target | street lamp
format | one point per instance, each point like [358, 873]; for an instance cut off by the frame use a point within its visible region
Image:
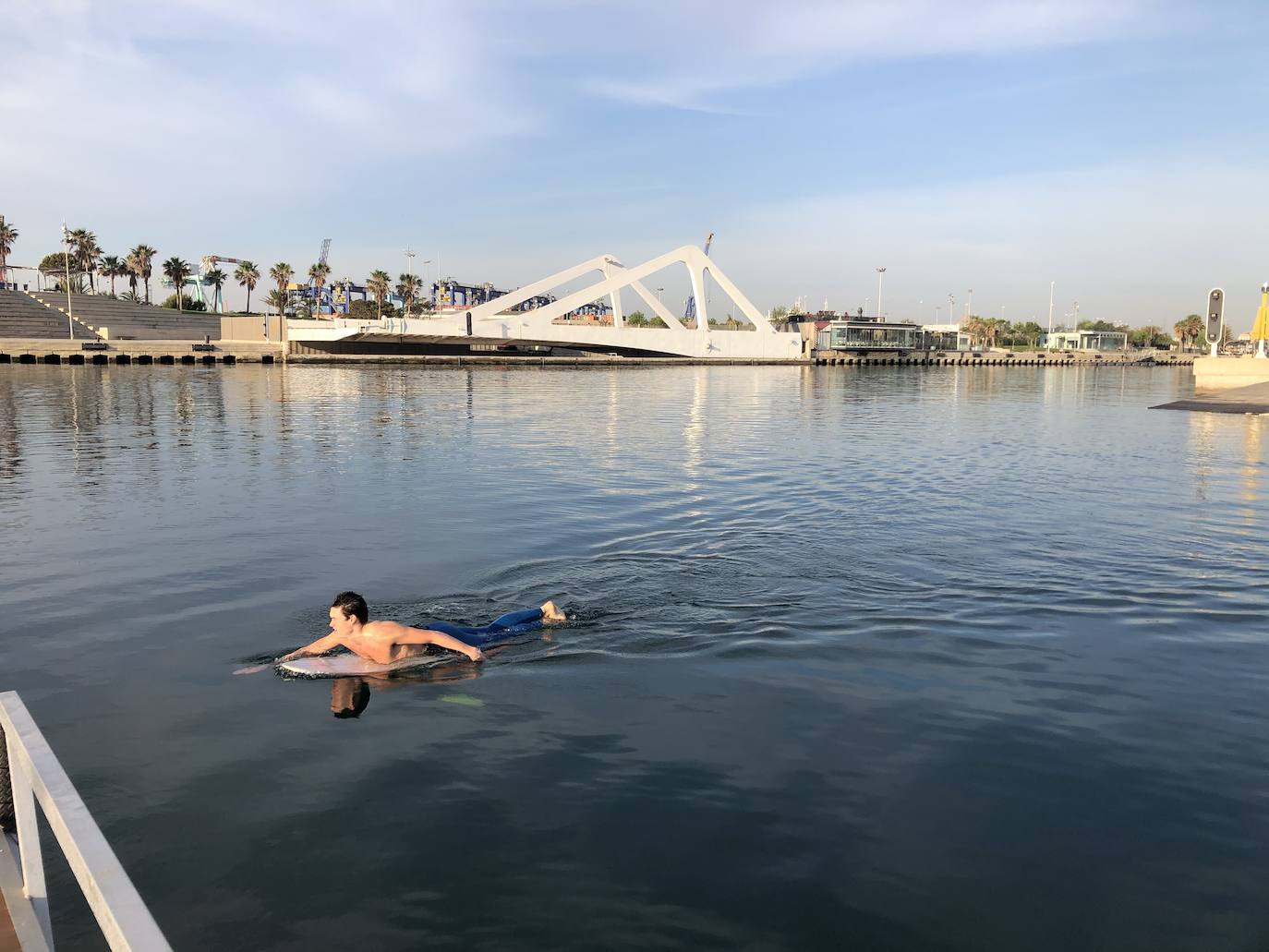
[66, 260]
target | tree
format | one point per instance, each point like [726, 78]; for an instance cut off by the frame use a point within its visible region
[1146, 336]
[54, 267]
[1031, 331]
[275, 298]
[7, 236]
[176, 271]
[216, 278]
[112, 268]
[129, 271]
[247, 274]
[281, 274]
[318, 274]
[142, 258]
[407, 287]
[87, 251]
[183, 304]
[380, 283]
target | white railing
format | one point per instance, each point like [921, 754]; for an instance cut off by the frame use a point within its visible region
[36, 776]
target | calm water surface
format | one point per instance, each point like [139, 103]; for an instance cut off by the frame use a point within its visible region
[946, 659]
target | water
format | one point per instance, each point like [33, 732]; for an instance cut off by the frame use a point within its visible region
[943, 659]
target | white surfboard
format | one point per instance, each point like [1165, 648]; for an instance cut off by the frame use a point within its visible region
[352, 666]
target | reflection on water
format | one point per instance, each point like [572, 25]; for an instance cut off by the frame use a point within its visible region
[943, 657]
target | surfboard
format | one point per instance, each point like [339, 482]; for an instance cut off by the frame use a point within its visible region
[353, 666]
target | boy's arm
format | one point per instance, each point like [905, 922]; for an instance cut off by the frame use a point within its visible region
[318, 647]
[421, 636]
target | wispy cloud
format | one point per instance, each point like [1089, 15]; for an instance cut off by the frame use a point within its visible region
[692, 56]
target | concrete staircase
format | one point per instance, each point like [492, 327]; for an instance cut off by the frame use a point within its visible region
[22, 316]
[125, 320]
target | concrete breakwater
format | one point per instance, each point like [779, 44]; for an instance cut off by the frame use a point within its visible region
[229, 353]
[1003, 359]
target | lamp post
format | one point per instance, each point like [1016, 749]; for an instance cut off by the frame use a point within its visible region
[66, 260]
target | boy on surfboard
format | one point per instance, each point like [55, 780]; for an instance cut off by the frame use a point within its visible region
[385, 643]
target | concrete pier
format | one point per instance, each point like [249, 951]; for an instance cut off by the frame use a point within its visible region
[1238, 400]
[136, 352]
[1230, 372]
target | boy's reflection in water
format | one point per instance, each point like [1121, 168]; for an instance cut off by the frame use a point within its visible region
[350, 696]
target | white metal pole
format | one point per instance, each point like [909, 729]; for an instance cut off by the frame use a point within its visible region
[66, 260]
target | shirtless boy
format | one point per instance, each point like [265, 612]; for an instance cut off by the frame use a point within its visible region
[385, 643]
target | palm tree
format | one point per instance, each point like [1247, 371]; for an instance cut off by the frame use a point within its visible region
[216, 278]
[7, 235]
[247, 274]
[380, 283]
[129, 271]
[282, 274]
[318, 274]
[407, 285]
[143, 258]
[175, 271]
[112, 268]
[275, 298]
[87, 251]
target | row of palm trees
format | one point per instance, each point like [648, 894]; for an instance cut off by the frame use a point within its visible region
[87, 257]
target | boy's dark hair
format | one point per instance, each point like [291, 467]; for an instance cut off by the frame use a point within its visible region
[352, 605]
[360, 698]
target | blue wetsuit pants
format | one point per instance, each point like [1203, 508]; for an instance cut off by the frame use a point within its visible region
[502, 629]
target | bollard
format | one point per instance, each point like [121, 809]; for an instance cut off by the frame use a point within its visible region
[6, 787]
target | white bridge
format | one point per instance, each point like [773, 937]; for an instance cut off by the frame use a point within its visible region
[495, 324]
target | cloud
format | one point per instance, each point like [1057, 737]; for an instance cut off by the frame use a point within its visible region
[1133, 241]
[258, 99]
[692, 56]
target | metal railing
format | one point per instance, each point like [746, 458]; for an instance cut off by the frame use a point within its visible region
[36, 776]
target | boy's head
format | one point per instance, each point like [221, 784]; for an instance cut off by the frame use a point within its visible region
[349, 697]
[346, 607]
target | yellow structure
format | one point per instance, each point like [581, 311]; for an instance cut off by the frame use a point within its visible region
[1261, 329]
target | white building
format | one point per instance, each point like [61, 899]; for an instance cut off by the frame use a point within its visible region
[1085, 341]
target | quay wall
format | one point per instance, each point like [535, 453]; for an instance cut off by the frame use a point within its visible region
[234, 352]
[1227, 372]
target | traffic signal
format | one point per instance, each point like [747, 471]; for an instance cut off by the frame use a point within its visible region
[1215, 311]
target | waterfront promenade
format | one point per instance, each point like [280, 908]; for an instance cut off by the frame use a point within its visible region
[17, 351]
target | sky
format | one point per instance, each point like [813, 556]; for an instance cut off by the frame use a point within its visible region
[1118, 150]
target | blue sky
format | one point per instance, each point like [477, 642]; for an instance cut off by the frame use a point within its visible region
[1117, 149]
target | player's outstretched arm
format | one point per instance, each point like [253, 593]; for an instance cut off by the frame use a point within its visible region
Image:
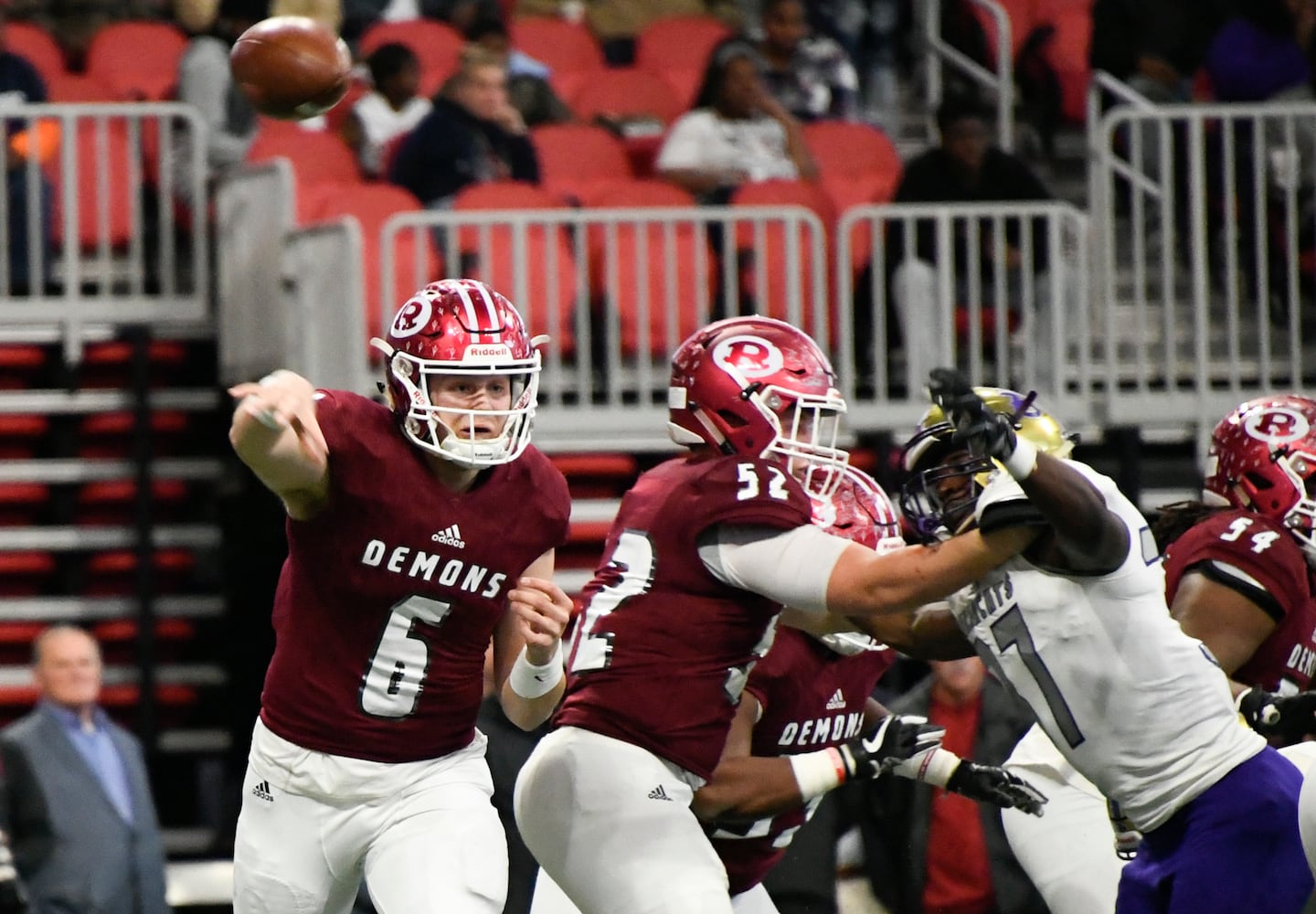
[528, 660]
[867, 584]
[745, 788]
[1088, 532]
[275, 432]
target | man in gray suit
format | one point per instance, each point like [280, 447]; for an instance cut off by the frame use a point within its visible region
[75, 801]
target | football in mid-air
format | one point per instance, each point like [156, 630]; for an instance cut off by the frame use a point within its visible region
[291, 68]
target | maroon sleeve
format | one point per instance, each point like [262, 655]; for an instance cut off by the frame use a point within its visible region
[1245, 552]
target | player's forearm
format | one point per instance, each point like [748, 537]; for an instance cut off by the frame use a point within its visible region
[866, 584]
[529, 713]
[748, 788]
[1085, 527]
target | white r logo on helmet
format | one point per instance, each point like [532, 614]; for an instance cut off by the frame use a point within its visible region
[1277, 426]
[748, 356]
[412, 317]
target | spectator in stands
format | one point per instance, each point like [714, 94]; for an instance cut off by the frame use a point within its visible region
[326, 12]
[206, 82]
[472, 134]
[928, 850]
[736, 133]
[27, 188]
[77, 801]
[618, 23]
[389, 111]
[1264, 51]
[810, 75]
[359, 15]
[965, 167]
[1156, 47]
[526, 80]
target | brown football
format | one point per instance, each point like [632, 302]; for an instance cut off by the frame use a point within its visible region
[291, 68]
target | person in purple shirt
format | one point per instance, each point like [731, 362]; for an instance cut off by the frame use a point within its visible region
[77, 802]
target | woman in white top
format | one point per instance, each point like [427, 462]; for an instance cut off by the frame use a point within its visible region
[738, 131]
[389, 111]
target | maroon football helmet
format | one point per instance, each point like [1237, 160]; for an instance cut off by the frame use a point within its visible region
[759, 388]
[862, 513]
[1262, 459]
[461, 327]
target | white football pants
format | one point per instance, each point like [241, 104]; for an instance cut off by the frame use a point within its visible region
[610, 824]
[424, 835]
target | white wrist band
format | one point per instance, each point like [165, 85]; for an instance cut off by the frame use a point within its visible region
[817, 772]
[531, 681]
[1023, 462]
[933, 767]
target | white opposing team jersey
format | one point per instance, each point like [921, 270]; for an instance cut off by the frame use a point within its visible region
[1133, 704]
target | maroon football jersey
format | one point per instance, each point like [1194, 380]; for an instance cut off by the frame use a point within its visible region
[812, 698]
[663, 648]
[1283, 586]
[389, 596]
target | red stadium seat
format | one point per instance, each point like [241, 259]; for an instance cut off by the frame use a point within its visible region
[854, 154]
[112, 502]
[371, 206]
[678, 49]
[628, 92]
[578, 157]
[21, 502]
[437, 45]
[20, 365]
[37, 47]
[26, 573]
[1069, 53]
[547, 250]
[568, 48]
[770, 254]
[673, 271]
[138, 61]
[72, 87]
[20, 435]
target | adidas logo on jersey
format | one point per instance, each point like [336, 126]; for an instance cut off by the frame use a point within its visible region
[451, 537]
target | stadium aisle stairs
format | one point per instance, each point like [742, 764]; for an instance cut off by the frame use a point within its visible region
[69, 544]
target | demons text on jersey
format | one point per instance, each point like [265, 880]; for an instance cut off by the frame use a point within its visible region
[822, 729]
[433, 567]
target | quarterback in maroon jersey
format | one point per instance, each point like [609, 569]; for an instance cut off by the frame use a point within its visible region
[705, 552]
[810, 696]
[419, 534]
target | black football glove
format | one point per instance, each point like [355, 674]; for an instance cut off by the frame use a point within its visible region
[983, 430]
[897, 737]
[1127, 835]
[1286, 718]
[989, 784]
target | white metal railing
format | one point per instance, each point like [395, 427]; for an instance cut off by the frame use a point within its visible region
[113, 215]
[1001, 290]
[323, 265]
[999, 82]
[618, 290]
[253, 212]
[1202, 215]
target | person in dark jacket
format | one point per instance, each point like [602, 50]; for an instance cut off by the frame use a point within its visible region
[472, 134]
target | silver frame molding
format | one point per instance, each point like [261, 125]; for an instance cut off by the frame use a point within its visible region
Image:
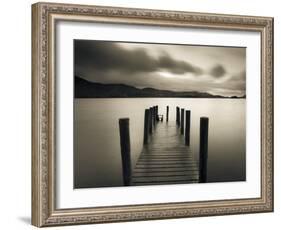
[44, 17]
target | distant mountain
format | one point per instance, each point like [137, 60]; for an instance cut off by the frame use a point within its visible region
[87, 89]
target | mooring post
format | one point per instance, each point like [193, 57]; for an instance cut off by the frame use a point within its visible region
[178, 116]
[156, 108]
[187, 127]
[167, 113]
[182, 121]
[150, 120]
[154, 116]
[124, 130]
[204, 128]
[146, 127]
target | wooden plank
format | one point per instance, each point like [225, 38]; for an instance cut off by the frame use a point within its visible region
[137, 170]
[164, 183]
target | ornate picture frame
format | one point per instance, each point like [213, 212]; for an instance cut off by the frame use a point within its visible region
[44, 19]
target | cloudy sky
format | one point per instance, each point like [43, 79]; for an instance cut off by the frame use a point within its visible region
[216, 70]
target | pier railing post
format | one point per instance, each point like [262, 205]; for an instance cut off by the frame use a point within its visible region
[182, 121]
[204, 129]
[151, 120]
[146, 126]
[178, 116]
[167, 113]
[187, 128]
[124, 130]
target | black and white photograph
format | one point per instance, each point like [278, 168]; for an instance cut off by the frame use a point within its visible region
[151, 114]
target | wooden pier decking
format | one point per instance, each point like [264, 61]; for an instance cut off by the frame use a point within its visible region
[166, 159]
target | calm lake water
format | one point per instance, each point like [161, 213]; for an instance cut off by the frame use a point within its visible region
[97, 153]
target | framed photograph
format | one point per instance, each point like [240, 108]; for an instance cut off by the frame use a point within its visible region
[143, 114]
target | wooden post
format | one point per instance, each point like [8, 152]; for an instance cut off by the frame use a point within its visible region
[124, 130]
[156, 108]
[182, 121]
[187, 127]
[204, 128]
[178, 116]
[146, 127]
[150, 120]
[167, 113]
[154, 116]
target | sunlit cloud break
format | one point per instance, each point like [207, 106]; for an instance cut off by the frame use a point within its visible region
[217, 70]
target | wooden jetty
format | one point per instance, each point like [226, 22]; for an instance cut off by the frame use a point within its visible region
[166, 157]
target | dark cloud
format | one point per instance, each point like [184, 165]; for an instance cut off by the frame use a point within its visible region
[218, 71]
[107, 56]
[177, 67]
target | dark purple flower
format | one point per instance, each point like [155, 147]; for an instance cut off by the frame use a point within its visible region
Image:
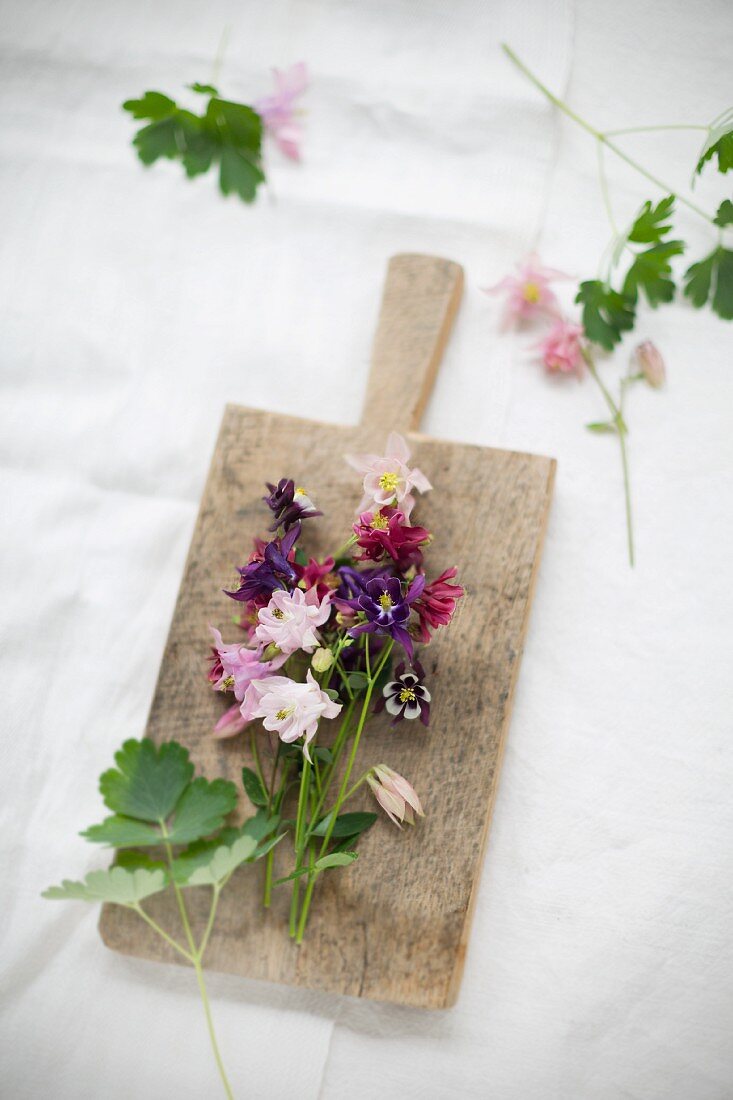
[386, 608]
[406, 696]
[260, 578]
[288, 504]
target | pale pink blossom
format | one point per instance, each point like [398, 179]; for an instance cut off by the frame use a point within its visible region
[387, 477]
[648, 361]
[293, 710]
[279, 111]
[561, 349]
[527, 293]
[395, 794]
[238, 664]
[290, 619]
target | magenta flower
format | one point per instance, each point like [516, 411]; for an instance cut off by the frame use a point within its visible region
[437, 603]
[387, 479]
[648, 361]
[527, 293]
[279, 112]
[561, 349]
[395, 794]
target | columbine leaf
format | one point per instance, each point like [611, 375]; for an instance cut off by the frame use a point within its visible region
[711, 279]
[252, 784]
[606, 314]
[651, 272]
[719, 143]
[724, 216]
[152, 105]
[201, 810]
[118, 886]
[148, 781]
[652, 221]
[346, 824]
[220, 861]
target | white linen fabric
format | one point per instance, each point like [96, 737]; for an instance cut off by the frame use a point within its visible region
[134, 304]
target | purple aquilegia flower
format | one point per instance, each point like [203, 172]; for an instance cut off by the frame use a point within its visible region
[260, 578]
[406, 696]
[386, 608]
[288, 504]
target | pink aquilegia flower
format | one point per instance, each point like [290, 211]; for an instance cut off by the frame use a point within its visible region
[396, 796]
[293, 710]
[561, 349]
[387, 479]
[290, 619]
[648, 362]
[279, 111]
[527, 293]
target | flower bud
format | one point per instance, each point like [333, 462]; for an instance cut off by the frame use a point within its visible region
[321, 660]
[648, 361]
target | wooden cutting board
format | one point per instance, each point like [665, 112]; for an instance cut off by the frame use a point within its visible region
[394, 926]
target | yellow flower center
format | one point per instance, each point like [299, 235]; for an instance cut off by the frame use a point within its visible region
[389, 482]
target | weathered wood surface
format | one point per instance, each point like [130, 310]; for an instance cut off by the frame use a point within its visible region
[393, 927]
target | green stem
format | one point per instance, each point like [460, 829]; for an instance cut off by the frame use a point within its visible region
[345, 783]
[616, 414]
[196, 960]
[603, 136]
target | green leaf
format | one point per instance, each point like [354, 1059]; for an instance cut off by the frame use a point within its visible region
[239, 174]
[346, 824]
[652, 221]
[118, 886]
[218, 864]
[724, 216]
[651, 272]
[711, 279]
[148, 781]
[606, 314]
[719, 143]
[252, 784]
[152, 105]
[203, 89]
[118, 832]
[201, 810]
[336, 859]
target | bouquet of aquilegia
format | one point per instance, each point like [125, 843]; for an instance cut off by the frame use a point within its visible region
[321, 640]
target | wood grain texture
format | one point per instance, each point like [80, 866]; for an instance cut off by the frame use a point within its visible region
[393, 927]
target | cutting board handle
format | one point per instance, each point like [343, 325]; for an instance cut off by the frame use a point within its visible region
[420, 298]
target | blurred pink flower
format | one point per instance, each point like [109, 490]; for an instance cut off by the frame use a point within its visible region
[395, 794]
[648, 361]
[528, 292]
[291, 618]
[293, 710]
[279, 111]
[387, 479]
[561, 349]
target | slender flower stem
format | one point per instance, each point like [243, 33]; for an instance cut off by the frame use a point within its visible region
[603, 136]
[345, 784]
[622, 431]
[195, 956]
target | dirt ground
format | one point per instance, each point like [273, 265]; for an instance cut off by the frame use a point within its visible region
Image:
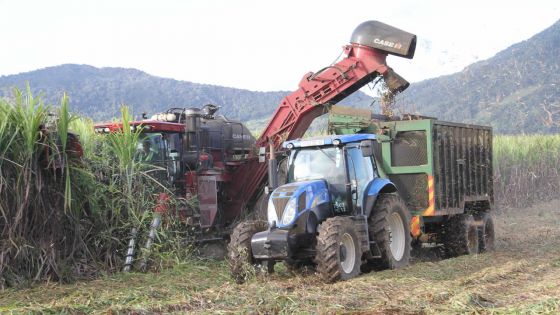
[521, 276]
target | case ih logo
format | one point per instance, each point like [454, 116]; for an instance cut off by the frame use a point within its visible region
[387, 43]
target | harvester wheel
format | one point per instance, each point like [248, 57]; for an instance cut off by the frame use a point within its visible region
[240, 258]
[486, 234]
[460, 236]
[338, 250]
[389, 227]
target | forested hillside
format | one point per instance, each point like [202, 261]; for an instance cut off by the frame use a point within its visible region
[516, 91]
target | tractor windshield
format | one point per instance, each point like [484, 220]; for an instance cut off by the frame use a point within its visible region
[317, 163]
[151, 148]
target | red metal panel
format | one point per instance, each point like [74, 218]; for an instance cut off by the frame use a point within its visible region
[207, 200]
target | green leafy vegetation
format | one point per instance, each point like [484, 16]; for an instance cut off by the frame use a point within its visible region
[526, 168]
[520, 277]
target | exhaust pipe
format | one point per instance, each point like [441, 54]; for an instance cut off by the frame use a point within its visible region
[395, 82]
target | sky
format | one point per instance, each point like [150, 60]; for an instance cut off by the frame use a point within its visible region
[256, 45]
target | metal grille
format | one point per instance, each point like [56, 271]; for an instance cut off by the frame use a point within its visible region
[413, 188]
[462, 164]
[409, 148]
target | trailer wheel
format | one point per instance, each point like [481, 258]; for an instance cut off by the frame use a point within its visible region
[460, 236]
[486, 235]
[338, 250]
[240, 258]
[389, 227]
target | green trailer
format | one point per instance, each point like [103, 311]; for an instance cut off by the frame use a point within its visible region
[361, 197]
[442, 169]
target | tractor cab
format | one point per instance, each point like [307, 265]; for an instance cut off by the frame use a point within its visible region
[331, 173]
[330, 196]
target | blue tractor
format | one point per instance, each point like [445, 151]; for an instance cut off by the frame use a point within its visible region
[336, 212]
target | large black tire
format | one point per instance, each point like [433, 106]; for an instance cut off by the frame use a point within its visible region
[486, 234]
[389, 227]
[339, 251]
[239, 256]
[460, 236]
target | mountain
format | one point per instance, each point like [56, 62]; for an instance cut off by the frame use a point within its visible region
[516, 91]
[99, 92]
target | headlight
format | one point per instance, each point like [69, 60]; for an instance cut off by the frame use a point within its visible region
[289, 212]
[271, 212]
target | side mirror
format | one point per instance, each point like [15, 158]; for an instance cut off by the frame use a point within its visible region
[262, 154]
[367, 147]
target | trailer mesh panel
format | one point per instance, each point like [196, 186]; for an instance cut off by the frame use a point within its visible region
[462, 165]
[413, 188]
[409, 148]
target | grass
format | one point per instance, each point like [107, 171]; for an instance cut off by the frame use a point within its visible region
[521, 277]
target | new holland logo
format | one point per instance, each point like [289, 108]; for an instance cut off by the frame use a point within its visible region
[387, 43]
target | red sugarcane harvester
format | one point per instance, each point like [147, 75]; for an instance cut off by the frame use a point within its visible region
[216, 160]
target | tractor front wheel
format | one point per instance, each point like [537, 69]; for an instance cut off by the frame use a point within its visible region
[389, 227]
[240, 258]
[338, 250]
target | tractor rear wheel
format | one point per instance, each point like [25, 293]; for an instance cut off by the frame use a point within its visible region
[240, 258]
[460, 236]
[389, 227]
[486, 234]
[338, 250]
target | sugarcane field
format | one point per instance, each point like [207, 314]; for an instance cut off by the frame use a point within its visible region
[416, 173]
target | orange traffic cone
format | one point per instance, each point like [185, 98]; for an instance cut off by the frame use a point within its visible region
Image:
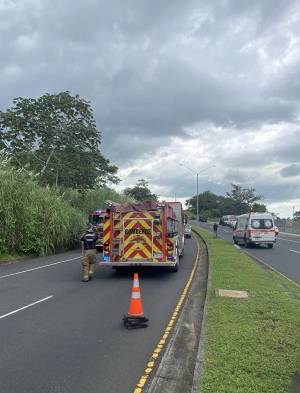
[135, 317]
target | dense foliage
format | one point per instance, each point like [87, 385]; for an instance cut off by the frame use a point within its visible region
[40, 220]
[238, 201]
[56, 137]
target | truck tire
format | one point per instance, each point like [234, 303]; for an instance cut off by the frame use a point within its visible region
[175, 267]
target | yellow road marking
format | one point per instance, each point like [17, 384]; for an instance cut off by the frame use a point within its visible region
[162, 342]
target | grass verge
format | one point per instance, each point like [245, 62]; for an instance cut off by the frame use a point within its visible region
[11, 257]
[253, 345]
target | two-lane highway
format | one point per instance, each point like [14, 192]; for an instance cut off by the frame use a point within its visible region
[60, 335]
[283, 257]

-*-*-

#### WHAT YOU SHOULD DO:
Rewrite every line of the material from the line containing "target | yellow road marking" through the end, adding -97 to each number in the answer point coordinates and leaving every other number unchanged.

#### TASK RESULT:
target | yellow road marking
format | one point per instance, each point like [17, 384]; for an instance cut off by the frame use a point within its visible region
[65, 245]
target | grass verge
format | one point per instance, each point like [245, 62]; for an instance cut off by the frame use a point within its visible region
[-86, 160]
[156, 248]
target | two-lane highway
format | one point per instance, each point like [14, 192]; for an instance cut off by the frame use a point within its visible region
[-37, 238]
[186, 160]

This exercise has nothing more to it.